(Entries drawn from a collection)

===

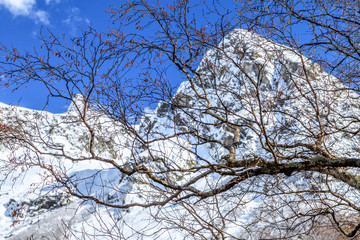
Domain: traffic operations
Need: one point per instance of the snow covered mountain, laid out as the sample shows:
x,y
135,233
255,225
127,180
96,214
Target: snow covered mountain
x,y
247,92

===

Work to do: Write out the entries above again word for word, omitting the pictures.

Written response:
Domain: traffic operations
Need: one point per instance of the snow covered mountain, laid out as the sample shows:
x,y
135,233
255,225
127,180
96,214
Target: snow covered mountain
x,y
247,92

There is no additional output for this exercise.